═════ TASK INPUT ═════

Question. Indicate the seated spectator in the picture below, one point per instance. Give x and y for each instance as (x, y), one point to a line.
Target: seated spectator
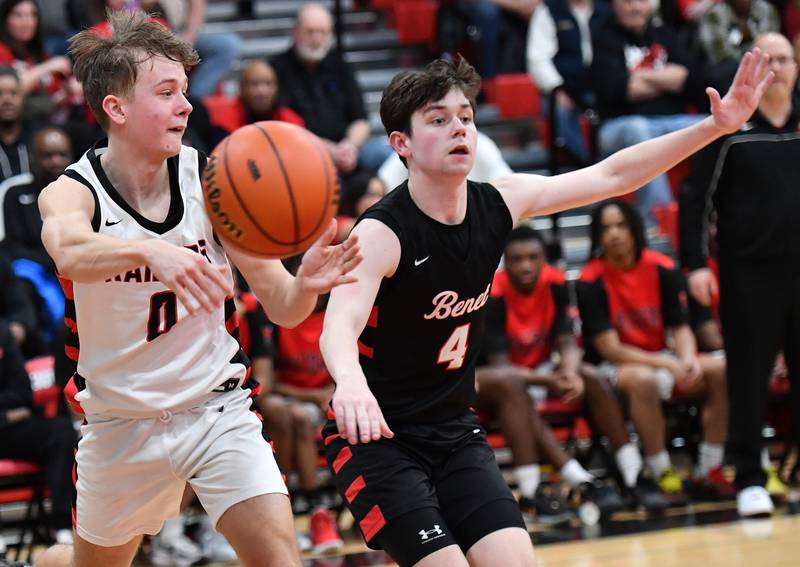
(727, 31)
(630, 299)
(502, 26)
(14, 132)
(320, 86)
(644, 82)
(258, 96)
(489, 165)
(28, 435)
(559, 55)
(47, 81)
(20, 222)
(527, 323)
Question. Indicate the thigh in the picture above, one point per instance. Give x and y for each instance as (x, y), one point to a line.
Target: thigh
(510, 547)
(473, 495)
(86, 554)
(261, 530)
(379, 481)
(225, 457)
(125, 482)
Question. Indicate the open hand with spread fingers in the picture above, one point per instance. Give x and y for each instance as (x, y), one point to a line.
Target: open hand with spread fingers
(325, 266)
(752, 79)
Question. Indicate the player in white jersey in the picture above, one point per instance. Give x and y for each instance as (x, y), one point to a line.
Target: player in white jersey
(162, 379)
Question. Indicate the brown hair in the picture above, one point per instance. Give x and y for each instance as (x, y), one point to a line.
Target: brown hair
(411, 90)
(110, 65)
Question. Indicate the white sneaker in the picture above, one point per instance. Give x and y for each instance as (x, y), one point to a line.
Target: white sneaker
(177, 551)
(754, 501)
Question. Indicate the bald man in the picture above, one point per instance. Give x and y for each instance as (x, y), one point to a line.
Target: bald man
(750, 178)
(20, 223)
(258, 96)
(320, 86)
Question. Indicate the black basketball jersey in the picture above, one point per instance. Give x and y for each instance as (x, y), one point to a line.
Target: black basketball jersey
(421, 342)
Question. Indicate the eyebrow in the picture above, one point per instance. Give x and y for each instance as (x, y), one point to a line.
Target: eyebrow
(431, 107)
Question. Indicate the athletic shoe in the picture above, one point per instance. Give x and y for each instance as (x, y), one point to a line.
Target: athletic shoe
(603, 497)
(714, 486)
(213, 545)
(175, 552)
(550, 508)
(647, 495)
(324, 532)
(777, 489)
(754, 502)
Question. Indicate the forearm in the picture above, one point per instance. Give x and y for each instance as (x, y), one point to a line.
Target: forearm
(340, 351)
(358, 132)
(92, 257)
(635, 166)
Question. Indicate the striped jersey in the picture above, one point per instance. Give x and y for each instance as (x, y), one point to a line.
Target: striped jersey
(139, 352)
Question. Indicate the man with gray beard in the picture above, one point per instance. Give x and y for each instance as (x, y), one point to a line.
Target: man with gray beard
(319, 85)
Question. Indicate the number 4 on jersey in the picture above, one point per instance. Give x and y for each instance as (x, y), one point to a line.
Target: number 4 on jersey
(454, 349)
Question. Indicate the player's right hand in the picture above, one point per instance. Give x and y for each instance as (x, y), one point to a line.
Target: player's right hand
(702, 285)
(358, 415)
(195, 281)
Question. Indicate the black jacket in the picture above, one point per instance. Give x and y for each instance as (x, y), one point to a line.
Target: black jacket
(751, 179)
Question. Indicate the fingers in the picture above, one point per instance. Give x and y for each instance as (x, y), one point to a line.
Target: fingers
(743, 71)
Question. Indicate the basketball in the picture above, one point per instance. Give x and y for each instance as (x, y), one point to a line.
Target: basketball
(271, 189)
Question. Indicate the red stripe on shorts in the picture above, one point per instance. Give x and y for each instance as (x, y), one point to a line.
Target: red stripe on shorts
(343, 456)
(372, 523)
(354, 488)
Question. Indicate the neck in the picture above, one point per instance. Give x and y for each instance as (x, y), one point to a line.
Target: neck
(10, 132)
(136, 176)
(775, 109)
(443, 198)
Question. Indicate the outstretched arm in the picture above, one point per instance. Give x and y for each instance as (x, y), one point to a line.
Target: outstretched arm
(629, 169)
(358, 415)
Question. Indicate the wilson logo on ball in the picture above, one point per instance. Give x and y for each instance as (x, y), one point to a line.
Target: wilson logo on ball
(213, 195)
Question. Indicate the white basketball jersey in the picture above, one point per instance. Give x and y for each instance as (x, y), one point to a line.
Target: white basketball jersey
(140, 351)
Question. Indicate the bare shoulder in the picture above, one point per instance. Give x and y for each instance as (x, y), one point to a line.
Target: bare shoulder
(380, 247)
(66, 196)
(521, 193)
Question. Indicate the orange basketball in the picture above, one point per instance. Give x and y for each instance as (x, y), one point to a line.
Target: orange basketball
(271, 189)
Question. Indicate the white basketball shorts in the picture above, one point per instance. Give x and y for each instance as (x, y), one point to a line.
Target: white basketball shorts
(131, 473)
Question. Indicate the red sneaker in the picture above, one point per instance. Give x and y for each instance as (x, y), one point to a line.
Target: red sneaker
(714, 486)
(324, 532)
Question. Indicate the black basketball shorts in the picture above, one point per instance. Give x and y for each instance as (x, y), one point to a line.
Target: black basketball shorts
(429, 487)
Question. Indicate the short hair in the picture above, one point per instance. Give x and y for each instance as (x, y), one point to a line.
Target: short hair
(632, 218)
(8, 71)
(110, 65)
(409, 91)
(524, 232)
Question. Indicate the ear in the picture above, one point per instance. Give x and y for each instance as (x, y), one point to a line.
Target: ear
(113, 107)
(400, 142)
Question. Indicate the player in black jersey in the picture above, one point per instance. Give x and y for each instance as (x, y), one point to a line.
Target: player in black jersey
(408, 455)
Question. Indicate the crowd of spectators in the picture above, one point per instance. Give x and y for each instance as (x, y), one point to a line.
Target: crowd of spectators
(642, 67)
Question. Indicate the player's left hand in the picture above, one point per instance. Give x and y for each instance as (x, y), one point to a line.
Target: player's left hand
(325, 266)
(752, 79)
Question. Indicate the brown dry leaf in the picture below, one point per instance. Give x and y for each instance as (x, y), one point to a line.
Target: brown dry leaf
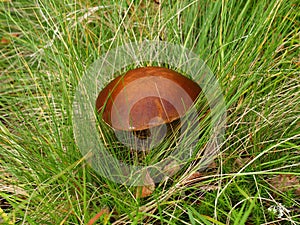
(240, 162)
(193, 177)
(286, 182)
(145, 191)
(104, 212)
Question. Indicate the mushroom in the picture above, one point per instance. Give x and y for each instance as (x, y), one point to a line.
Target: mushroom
(146, 100)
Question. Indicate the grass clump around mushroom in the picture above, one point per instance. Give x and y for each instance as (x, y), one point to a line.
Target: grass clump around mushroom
(252, 47)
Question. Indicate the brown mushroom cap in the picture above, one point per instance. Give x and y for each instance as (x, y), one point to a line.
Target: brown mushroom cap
(146, 97)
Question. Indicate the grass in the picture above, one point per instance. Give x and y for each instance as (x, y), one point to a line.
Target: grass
(252, 48)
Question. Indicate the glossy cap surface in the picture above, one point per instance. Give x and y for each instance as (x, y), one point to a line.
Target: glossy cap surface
(146, 97)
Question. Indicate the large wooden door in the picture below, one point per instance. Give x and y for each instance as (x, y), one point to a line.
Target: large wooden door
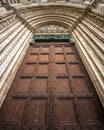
(51, 91)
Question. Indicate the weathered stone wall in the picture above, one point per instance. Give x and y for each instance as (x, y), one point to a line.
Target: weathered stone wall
(85, 24)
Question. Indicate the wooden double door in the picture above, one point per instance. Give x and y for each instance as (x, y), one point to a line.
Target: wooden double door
(51, 91)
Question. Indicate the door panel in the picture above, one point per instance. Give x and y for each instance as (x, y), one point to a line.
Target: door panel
(63, 85)
(15, 110)
(40, 85)
(61, 69)
(23, 85)
(52, 91)
(43, 68)
(37, 111)
(65, 111)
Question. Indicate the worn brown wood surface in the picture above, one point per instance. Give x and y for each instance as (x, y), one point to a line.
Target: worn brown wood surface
(52, 91)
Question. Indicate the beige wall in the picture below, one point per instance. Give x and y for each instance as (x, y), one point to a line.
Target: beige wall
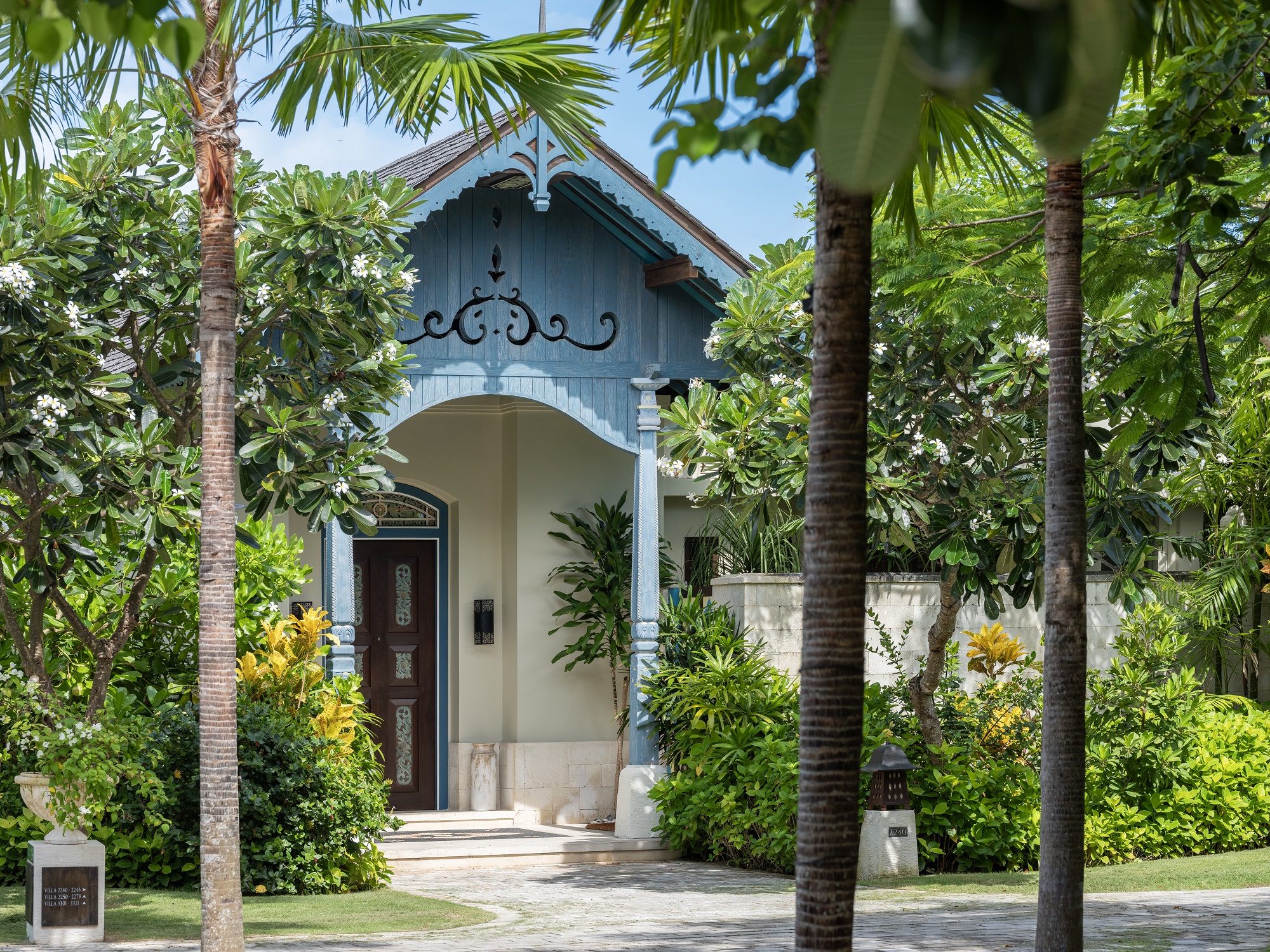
(504, 465)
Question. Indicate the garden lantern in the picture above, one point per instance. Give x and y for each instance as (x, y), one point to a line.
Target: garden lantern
(890, 786)
(483, 621)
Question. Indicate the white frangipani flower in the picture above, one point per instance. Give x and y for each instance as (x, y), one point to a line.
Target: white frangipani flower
(17, 280)
(49, 412)
(1034, 347)
(331, 402)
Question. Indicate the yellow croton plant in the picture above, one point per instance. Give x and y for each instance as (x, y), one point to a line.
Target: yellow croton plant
(286, 670)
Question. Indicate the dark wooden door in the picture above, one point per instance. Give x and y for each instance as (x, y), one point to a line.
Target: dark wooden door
(396, 619)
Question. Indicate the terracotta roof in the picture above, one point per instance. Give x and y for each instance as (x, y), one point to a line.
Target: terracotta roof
(426, 167)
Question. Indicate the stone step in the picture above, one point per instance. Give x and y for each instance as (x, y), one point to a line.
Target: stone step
(413, 851)
(455, 819)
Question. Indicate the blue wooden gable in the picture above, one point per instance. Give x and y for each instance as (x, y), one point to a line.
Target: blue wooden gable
(533, 280)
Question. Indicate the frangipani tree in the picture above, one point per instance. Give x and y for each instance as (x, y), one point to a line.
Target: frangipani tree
(100, 479)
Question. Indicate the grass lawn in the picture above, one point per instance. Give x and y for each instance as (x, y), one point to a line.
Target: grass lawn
(159, 915)
(1219, 871)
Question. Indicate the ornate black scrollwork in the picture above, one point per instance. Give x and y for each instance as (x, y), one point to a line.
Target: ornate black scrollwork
(434, 321)
(558, 321)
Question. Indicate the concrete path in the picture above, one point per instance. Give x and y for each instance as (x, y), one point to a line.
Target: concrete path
(680, 907)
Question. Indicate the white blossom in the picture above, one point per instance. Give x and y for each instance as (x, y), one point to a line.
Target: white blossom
(253, 395)
(671, 468)
(1034, 347)
(49, 412)
(364, 267)
(17, 280)
(331, 402)
(388, 351)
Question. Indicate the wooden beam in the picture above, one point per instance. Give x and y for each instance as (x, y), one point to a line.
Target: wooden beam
(669, 272)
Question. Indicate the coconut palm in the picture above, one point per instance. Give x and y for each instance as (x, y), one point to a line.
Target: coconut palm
(707, 44)
(411, 70)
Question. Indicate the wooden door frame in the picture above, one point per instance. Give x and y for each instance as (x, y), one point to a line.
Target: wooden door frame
(441, 535)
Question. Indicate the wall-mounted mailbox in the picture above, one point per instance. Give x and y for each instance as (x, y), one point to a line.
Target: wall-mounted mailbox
(483, 621)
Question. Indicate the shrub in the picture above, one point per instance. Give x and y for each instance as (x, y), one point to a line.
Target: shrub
(727, 724)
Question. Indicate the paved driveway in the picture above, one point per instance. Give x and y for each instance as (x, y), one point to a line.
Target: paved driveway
(711, 909)
(681, 907)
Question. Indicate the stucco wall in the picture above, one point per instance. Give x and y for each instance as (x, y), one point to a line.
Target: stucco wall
(504, 465)
(544, 783)
(772, 609)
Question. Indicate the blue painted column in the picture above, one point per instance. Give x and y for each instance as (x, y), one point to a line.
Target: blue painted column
(646, 577)
(338, 595)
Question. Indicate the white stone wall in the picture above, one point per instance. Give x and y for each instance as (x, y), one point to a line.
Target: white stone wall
(769, 609)
(772, 609)
(547, 781)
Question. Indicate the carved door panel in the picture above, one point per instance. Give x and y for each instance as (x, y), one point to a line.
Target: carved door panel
(396, 651)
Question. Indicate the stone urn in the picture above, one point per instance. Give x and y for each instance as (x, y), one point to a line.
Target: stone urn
(485, 777)
(36, 795)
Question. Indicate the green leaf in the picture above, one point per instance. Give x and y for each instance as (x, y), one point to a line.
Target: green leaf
(1095, 73)
(49, 39)
(872, 105)
(181, 41)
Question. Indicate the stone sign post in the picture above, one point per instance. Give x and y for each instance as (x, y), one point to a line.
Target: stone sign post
(65, 878)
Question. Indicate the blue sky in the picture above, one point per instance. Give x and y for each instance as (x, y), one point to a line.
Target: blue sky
(747, 204)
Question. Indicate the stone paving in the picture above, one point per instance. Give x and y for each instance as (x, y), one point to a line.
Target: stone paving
(678, 907)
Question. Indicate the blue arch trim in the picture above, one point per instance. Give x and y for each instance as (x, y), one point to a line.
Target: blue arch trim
(443, 687)
(603, 406)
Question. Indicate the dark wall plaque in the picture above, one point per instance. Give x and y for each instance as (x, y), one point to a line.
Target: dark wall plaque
(68, 897)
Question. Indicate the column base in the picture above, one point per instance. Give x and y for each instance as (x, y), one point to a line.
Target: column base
(637, 813)
(888, 845)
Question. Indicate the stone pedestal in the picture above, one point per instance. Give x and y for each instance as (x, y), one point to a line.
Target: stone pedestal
(485, 777)
(888, 845)
(637, 813)
(65, 893)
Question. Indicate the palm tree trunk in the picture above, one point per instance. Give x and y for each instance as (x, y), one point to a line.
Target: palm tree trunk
(215, 145)
(1060, 912)
(834, 565)
(921, 690)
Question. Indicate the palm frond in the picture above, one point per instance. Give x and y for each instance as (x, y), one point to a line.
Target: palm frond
(416, 69)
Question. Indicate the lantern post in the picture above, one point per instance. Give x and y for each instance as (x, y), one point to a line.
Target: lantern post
(888, 837)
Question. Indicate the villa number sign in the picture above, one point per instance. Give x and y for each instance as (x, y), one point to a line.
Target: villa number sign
(68, 897)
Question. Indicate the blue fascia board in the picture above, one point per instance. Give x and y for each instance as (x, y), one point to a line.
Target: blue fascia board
(642, 214)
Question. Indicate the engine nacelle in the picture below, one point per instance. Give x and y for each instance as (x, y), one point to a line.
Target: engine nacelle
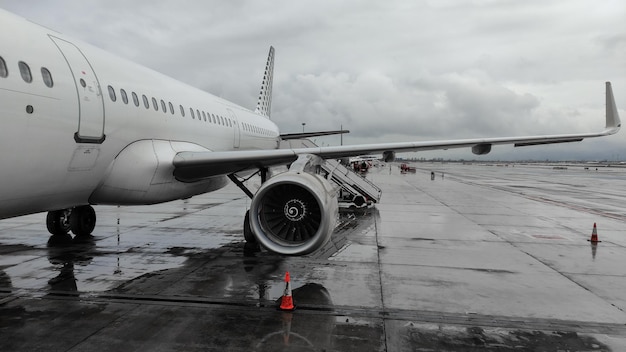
(294, 213)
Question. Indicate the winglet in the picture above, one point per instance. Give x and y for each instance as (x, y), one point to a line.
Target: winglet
(613, 122)
(264, 104)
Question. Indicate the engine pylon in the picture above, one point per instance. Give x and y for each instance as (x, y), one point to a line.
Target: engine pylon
(286, 301)
(594, 235)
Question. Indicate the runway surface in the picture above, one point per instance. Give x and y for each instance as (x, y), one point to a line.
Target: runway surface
(483, 257)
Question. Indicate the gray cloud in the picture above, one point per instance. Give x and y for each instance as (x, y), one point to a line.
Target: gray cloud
(394, 70)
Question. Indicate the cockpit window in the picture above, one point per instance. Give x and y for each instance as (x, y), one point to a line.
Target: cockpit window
(3, 68)
(112, 94)
(124, 96)
(47, 77)
(25, 72)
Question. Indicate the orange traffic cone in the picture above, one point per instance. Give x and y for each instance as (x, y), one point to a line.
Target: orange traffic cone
(286, 302)
(594, 235)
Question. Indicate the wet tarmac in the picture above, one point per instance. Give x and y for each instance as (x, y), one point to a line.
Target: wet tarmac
(483, 258)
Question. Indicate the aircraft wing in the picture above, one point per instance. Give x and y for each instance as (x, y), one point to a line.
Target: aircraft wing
(193, 166)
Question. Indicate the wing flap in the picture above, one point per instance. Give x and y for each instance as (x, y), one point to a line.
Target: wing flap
(193, 166)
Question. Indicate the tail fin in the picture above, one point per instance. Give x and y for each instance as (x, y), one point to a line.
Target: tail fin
(264, 104)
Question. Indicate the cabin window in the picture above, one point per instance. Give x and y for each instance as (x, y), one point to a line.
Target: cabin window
(25, 72)
(47, 76)
(124, 96)
(3, 68)
(112, 94)
(163, 107)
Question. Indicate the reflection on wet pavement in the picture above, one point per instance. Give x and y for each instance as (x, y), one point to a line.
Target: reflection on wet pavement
(464, 264)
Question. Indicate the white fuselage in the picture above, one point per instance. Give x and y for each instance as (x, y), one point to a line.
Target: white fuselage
(71, 144)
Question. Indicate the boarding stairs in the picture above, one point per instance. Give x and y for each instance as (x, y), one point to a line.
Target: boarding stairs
(355, 191)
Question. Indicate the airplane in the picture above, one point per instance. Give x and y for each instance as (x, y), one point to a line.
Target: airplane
(83, 127)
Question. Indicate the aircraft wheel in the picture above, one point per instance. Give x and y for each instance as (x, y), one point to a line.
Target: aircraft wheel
(83, 220)
(247, 230)
(58, 222)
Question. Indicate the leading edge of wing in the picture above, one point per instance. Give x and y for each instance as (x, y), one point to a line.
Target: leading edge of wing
(193, 166)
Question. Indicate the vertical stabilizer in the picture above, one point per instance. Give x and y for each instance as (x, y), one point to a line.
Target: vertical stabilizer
(264, 104)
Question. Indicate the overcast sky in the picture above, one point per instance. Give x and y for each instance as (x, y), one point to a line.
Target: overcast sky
(386, 70)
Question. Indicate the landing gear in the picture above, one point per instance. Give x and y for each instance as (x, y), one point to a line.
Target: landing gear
(58, 221)
(83, 220)
(80, 220)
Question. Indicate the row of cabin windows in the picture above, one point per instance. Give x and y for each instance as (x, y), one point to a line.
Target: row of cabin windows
(160, 104)
(25, 72)
(202, 115)
(255, 129)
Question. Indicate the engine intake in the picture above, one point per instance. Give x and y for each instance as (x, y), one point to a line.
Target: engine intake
(294, 213)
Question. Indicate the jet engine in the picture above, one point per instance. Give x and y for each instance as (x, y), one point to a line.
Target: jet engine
(294, 213)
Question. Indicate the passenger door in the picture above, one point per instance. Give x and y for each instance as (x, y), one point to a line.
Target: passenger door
(89, 94)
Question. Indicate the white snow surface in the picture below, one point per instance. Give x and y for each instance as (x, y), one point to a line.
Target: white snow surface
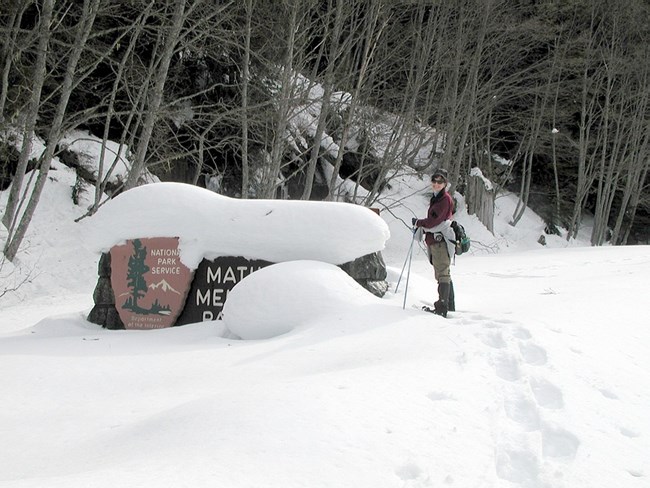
(541, 379)
(210, 225)
(310, 289)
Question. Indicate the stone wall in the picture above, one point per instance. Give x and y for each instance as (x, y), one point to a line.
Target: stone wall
(369, 271)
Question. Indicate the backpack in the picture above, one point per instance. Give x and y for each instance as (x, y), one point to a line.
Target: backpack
(462, 241)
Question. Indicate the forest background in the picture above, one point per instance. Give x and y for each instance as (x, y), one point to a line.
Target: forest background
(298, 98)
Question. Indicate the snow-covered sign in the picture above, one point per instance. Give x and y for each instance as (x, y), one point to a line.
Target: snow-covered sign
(209, 225)
(149, 282)
(165, 237)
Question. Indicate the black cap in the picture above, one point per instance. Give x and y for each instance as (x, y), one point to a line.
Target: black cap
(439, 173)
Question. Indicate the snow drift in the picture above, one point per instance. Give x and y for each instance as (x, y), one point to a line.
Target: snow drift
(211, 225)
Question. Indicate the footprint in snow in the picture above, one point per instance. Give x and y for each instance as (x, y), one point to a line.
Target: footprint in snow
(559, 443)
(608, 394)
(519, 466)
(493, 339)
(506, 367)
(533, 354)
(546, 394)
(629, 433)
(523, 411)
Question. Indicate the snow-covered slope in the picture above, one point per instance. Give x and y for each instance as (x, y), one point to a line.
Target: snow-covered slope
(540, 380)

═════

» **CHALLENGE**:
Please retype the lines from the one that contains "Question. Indicate the jet" to the final line of the records, both included, exactly as written and without any pictures.

» **FINISHED TASK**:
Question. Indicate the jet engine in the picture above, one point per instance. Give x and y for each instance as (x, y), one point to a line.
Target: jet engine
(294, 213)
Question. Indicate the passenger door in the picture above, one point per instance. Give x and y for each instance as (x, y), one point to a line.
Target: passenger door
(89, 94)
Question. Indicate the white snow surface in the picture below, one point per instance. Give x and y for each instance as (x, y), one point to a line.
Target: white snow surface
(541, 379)
(210, 225)
(310, 289)
Question. Indicate the stone wall in the picture above, one point per instance. Give x and y for each instance as (x, y), one point to a line.
Target: stone wall
(369, 271)
Question. Indicate the backpack in the picture above, one point per instance. Give x and y for each instance as (x, y), one point to a line.
Target: backpack
(462, 241)
Question. Indicate the forest background in the picture above, one point per instance. Give x and y for each instance as (x, y), one point to a line.
Target: forest background
(298, 98)
Question. Indicate the snow-covered sign in the picture above, one point per instance. Give x and y for each instance as (x, y), one point to a line.
Target: snow-covered sign
(209, 225)
(149, 282)
(165, 237)
Question. Indicate the black cap in the picture above, one point per instance. Give x and y for each instance as (x, y), one point to a line.
Target: black cap
(439, 173)
Question. Indicate the snow drift in the picture above, one point per instance. Give x and y for each instance as (x, y), one point to a line.
Target: snow drift
(211, 225)
Question. Indicate the footprint in snow in the picture above, one point per instance. Give x and y for each instance as (x, y), one point to a line.
Target: footprint in snow
(559, 443)
(608, 394)
(519, 466)
(493, 339)
(506, 367)
(533, 354)
(546, 394)
(629, 433)
(523, 411)
Question. Indicate the snow-covered slope in the picture above, one point per instance. Give x and y for each instance as (x, y), one point to a line.
Target: snow-covered slope
(540, 380)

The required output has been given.